**RECORDED INFORMATION**
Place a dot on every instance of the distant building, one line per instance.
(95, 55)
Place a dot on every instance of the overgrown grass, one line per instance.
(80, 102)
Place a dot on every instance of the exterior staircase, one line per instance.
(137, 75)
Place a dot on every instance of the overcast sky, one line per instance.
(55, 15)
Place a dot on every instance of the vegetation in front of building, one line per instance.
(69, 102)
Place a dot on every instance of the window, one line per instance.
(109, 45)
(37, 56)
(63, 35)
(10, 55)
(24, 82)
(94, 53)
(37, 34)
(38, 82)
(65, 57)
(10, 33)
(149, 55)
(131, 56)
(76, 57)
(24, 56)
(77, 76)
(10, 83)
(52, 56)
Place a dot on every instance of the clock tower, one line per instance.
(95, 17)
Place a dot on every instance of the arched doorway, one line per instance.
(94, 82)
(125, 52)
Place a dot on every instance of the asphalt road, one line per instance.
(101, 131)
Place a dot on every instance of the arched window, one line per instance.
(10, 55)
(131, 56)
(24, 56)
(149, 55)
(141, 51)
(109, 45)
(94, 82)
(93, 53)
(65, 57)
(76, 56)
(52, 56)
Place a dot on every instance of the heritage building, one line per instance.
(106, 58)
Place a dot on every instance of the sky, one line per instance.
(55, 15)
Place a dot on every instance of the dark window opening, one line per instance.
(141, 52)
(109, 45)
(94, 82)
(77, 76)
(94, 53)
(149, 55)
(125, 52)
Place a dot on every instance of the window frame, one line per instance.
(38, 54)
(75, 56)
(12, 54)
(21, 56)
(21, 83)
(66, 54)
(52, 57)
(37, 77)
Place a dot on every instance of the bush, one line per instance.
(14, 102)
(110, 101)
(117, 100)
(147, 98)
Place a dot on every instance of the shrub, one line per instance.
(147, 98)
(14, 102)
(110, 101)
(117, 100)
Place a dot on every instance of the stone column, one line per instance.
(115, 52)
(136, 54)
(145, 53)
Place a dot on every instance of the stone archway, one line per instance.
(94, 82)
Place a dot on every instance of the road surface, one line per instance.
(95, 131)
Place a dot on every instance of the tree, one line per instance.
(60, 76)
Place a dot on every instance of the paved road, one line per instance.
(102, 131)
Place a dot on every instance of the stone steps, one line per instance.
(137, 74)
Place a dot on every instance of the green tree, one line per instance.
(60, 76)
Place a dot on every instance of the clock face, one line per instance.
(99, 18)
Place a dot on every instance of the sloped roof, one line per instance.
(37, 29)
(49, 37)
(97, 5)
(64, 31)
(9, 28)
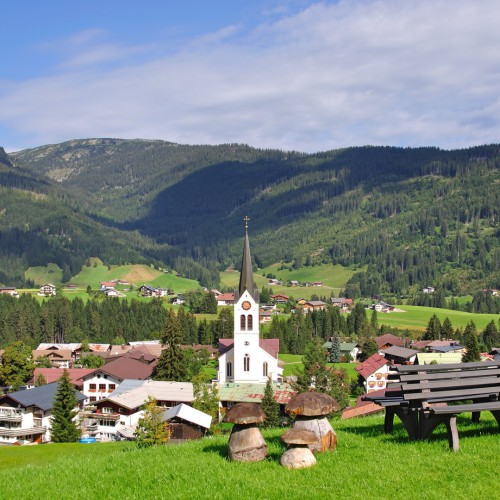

**WHAT YOU NEED TO DO**
Can you copy out every item above word for word, leaving out the picture?

**OUTPUT OF THE EXERCISE**
Place a dot on every instance of the distant building, one line per instance.
(95, 55)
Place a dot on every instance of the overgrown grass, one line per instance.
(80, 102)
Place a dot on every instance of the exterior staircase, one line per instance.
(137, 75)
Place a dot on every instance of the overcast sky, one line per instance.
(55, 15)
Place a dot on every instance of the vegetation in front of building, one line per instance.
(69, 102)
Place a dot on every instance of the window, one line per instance.
(109, 45)
(37, 56)
(63, 35)
(10, 55)
(24, 82)
(94, 53)
(37, 34)
(38, 82)
(65, 57)
(10, 33)
(149, 55)
(131, 56)
(76, 57)
(24, 56)
(77, 76)
(10, 83)
(52, 56)
Place a dot on every instance of the clock tower, one line per instance.
(95, 17)
Place a dot on every instance of the arched doorway, one line per instance.
(94, 82)
(125, 52)
Place a dot on every instance of the asphalt road, one line per instance.
(101, 131)
Place a dot on every instance of the arched window, one line per instance.
(10, 55)
(131, 56)
(24, 56)
(149, 55)
(141, 51)
(109, 45)
(94, 82)
(93, 53)
(65, 57)
(76, 56)
(52, 56)
Place a dot on every instance of the heritage building, one line per instance.
(106, 58)
Place a dot on every instance of the sky, one line per instance.
(55, 15)
Place a dot on every instance of the dark window opening, one line per instance.
(141, 52)
(109, 45)
(94, 82)
(77, 76)
(94, 53)
(149, 55)
(125, 52)
Place a dot on every instance of the window frame, one line per instance.
(38, 54)
(75, 56)
(12, 54)
(21, 56)
(21, 83)
(66, 54)
(52, 57)
(37, 77)
Place a dot on every instance of the bush, one line per instance.
(14, 102)
(110, 101)
(117, 100)
(147, 98)
Place a dot on every instance of the shrub, one line per instance.
(147, 98)
(14, 102)
(110, 101)
(117, 100)
Place a dot on every instance of the stone column, one line per instance.
(115, 52)
(136, 54)
(145, 53)
Place a dot on every instance of the stone archway, one line per instance.
(94, 82)
Place a dot on every instance of the road surface, one line per instance.
(95, 131)
Place a dot on every instance of the tree, one line per instance.
(60, 76)
Place a dot on every instance of the paved road, one line per instance.
(102, 131)
Place a dot on every instance of the stone steps, one line per instance.
(137, 74)
Place a dot on every instance of the green tree, one line per instance.
(60, 76)
Place a dot on every instance of the clock face, one line per instance.
(99, 18)
Place a dot on every instance of the sloped roof, one line per instance.
(37, 29)
(49, 37)
(97, 5)
(64, 31)
(9, 28)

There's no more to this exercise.